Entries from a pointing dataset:
====
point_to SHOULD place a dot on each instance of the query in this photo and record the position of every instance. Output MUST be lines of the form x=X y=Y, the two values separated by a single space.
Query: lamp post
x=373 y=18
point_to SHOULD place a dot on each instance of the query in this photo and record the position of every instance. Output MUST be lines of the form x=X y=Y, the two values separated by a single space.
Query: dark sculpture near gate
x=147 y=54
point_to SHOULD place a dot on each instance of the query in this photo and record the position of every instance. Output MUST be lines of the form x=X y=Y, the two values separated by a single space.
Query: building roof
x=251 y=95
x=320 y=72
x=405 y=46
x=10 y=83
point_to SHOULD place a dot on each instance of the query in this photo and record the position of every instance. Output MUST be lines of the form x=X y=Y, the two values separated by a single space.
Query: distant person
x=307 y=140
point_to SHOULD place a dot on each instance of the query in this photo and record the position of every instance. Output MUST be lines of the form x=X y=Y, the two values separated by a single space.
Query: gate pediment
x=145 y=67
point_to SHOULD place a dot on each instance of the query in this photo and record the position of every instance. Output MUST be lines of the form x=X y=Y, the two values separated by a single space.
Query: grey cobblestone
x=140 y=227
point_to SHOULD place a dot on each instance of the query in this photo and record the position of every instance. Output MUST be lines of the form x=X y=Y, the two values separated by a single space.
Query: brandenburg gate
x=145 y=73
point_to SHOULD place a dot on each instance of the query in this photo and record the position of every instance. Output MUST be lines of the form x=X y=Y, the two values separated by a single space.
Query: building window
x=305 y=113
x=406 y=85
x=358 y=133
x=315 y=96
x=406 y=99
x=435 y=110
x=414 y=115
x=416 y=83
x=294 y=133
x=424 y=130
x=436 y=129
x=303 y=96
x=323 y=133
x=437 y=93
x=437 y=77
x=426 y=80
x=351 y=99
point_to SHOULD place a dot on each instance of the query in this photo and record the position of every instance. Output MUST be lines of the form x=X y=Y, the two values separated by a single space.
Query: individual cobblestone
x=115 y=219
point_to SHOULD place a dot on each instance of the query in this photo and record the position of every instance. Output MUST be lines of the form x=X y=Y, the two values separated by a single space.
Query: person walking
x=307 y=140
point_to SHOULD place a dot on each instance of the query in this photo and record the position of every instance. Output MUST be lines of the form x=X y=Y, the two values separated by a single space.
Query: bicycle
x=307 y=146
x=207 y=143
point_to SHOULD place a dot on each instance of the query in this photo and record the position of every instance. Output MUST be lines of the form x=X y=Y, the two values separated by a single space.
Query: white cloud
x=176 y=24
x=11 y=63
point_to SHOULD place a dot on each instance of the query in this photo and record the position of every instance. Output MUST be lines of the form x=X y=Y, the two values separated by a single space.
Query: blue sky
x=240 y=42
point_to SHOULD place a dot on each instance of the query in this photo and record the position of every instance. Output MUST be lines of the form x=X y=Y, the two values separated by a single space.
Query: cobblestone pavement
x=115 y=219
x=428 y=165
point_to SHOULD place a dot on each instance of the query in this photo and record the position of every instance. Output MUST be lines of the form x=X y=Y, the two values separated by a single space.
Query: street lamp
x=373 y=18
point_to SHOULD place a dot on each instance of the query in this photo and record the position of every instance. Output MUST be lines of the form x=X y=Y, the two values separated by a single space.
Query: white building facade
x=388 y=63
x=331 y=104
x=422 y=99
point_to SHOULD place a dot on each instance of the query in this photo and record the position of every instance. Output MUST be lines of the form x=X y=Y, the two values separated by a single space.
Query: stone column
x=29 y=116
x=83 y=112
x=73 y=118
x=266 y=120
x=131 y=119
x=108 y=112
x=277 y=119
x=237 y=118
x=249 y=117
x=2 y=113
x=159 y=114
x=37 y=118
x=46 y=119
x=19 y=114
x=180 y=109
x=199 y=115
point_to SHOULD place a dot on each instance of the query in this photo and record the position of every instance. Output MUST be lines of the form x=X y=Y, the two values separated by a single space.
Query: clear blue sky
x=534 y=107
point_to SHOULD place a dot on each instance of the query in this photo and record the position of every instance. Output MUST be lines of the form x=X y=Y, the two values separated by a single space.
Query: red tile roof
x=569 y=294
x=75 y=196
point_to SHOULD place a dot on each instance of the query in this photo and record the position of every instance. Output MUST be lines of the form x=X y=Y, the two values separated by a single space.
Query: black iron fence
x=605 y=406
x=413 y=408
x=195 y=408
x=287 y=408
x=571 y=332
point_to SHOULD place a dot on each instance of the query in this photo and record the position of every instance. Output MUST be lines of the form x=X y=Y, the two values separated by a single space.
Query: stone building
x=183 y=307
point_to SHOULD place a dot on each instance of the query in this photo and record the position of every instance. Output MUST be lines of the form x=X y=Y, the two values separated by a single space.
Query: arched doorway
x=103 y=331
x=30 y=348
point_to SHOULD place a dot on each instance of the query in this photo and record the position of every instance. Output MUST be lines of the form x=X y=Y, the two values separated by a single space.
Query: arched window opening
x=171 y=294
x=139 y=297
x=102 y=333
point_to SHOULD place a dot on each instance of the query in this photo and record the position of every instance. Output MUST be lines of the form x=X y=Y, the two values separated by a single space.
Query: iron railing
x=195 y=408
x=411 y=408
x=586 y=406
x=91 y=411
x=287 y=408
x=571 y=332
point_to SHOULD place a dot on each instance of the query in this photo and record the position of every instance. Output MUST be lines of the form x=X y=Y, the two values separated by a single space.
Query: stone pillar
====
● **Problem details**:
Quote all the records. Keep every word exact.

● **Correct answer**:
point_to SHOULD place a dot on each instance of the query in this photo and record the position of every instance. Output MUST be lines of the form x=X y=Y, the two values separated by a single space.
Query: lamp post
x=373 y=18
point_to SHOULD place a dot on each instance of the query in this photo and record the position of every instance. Output MUST be lines of the form x=X y=Y, the two values separated by a single space.
Query: dark sculpture near gate
x=147 y=54
point_to SHOULD place a dot on each instance of the query in this photo and record the position of every instance. Output MUST be lines of the form x=X y=Y, the two values separated by a single space.
Query: building roof
x=251 y=95
x=320 y=72
x=405 y=46
x=10 y=83
point_to SHOULD place a dot on each instance of the query in this photo and record the position of every instance. Output MUST be lines of the form x=X y=Y, the two values separated by a single space.
Query: distant person
x=307 y=140
point_to SHOULD place a dot on each instance of the query in this photo and record the position of every instance. Output MUST be lines of the form x=X y=Y, the two values separated by a single space.
Query: gate pediment
x=145 y=67
point_to SHOULD place a dot on each instance of the query in this photo and record the position of every instance. Output MUST be lines of the form x=X y=Y, the two values separated by a single space.
Query: grey cobblestone
x=140 y=227
point_to SHOULD place a dot on each instance of the query in this photo and record the position of every instance. Output MUST be lines of the form x=X y=Y, the two values separated by a single space.
Query: brandenburg gate
x=145 y=73
point_to SHOULD place a dot on each instance of the query in this photo and record the position of every instance. Output MUST be lines of the form x=X y=Y, the two values separated by a single space.
Query: building window
x=305 y=113
x=406 y=85
x=358 y=133
x=315 y=96
x=406 y=99
x=435 y=110
x=414 y=115
x=416 y=83
x=294 y=133
x=424 y=130
x=436 y=129
x=303 y=96
x=323 y=133
x=437 y=93
x=437 y=77
x=426 y=80
x=351 y=99
point_to SHOULD place a dot on each instance of the query in this photo and record the position of every instance. Output MUST be lines of the form x=X y=Y, the two values separated by a single space.
Query: individual cobblestone
x=115 y=219
point_to SHOULD place a dot on each instance of the query in this photo and record the position of every instance. Output MUST be lines of the form x=X y=Y, the two values separated by a single space.
Query: person walking
x=307 y=140
point_to SHOULD place a dot on each instance of the query in this photo and record the position of every instance. Output MUST be lines of the form x=X y=Y, the two values separated by a single space.
Query: bicycle
x=307 y=146
x=207 y=143
point_to SHOULD place a dot on each instance of the query in this photo and record the position of every instance. Output MUST be lines of the form x=X y=Y, the two values separated by a single space.
Query: white cloud
x=176 y=24
x=11 y=63
point_to SHOULD place a dot on each instance of the query in this photo and record the position of every instance. Output MUST be lines of the form x=X y=Y, the two values separated by a single space.
Query: blue sky
x=240 y=42
point_to SHOULD place a dot on each instance of the query in this photo and record the position of every instance. Output MUST be lines of the form x=X y=Y, the two values separated by a single space.
Query: cobblestone pavement
x=115 y=219
x=428 y=165
point_to SHOULD place a dot on each instance of the query in this photo and record the position of every instance. Output MUST be lines of the form x=X y=Y, the two values separated by a single space.
Query: street lamp
x=373 y=18
point_to SHOULD place a dot on each instance of the query in this photo and record the position of every instance. Output MUST be lines of the form x=X y=Y, the two values separated by a single space.
Query: white building facade
x=388 y=63
x=331 y=104
x=422 y=99
point_to SHOULD place a dot on each instance of the query in this photo and record the position of every instance. Output MUST be lines of the form x=X y=Y, the two values separated by a single space.
Query: stone column
x=29 y=116
x=83 y=112
x=73 y=118
x=266 y=120
x=131 y=119
x=108 y=112
x=277 y=119
x=237 y=118
x=249 y=117
x=2 y=113
x=159 y=114
x=37 y=118
x=46 y=119
x=19 y=114
x=180 y=109
x=199 y=115
point_to SHOULD place a dot on each instance of the query in this photo and record the position of every instance. Output MUST be lines of the form x=X y=Y, the two values separated by a single space.
Query: clear blue sky
x=534 y=107
point_to SHOULD place a dot on each instance of the query in this photo and record the position of every instance. Output MUST be lines of the form x=X y=Y, the two values separated by a single space.
Query: red tile roof
x=569 y=294
x=75 y=196
point_to SHOULD place a dot on each instance of the query in this photo and record the position of every instance. Output MUST be lines of the form x=X y=Y, the two values separated by a single space.
Query: black iron fence
x=605 y=406
x=413 y=408
x=195 y=408
x=287 y=408
x=571 y=332
point_to SHOULD place a dot on each instance of the query in this photo and record the position of every instance. Output MUST be lines of the form x=X y=Y, the two values separated by a single space.
Query: stone building
x=183 y=307
point_to SHOULD place a dot on each instance of the query in this photo and record the position of every instance. Output MUST be lines of the form x=X y=Y, the two values separated by a single space.
Query: arched doorway
x=103 y=331
x=30 y=348
point_to SHOULD place a dot on each instance of the query in this photo and record the position of every instance. Output MUST be lines of the form x=X y=Y, the two values separated by a single space.
Query: arched window opening
x=171 y=294
x=139 y=297
x=102 y=333
point_to SHOULD place a dot on each instance of the query in this photo and record the position of every instance. Output MUST be lines of the form x=X y=Y, the two values separated by a single space.
Query: iron railing
x=195 y=408
x=411 y=408
x=586 y=406
x=91 y=411
x=287 y=408
x=571 y=332
point_to SHOULD place a dot on each instance of the query in this photo and record the position of every instance. Output MUST be lines of the form x=X y=Y, the two values separated by a single space.
Query: stone pillar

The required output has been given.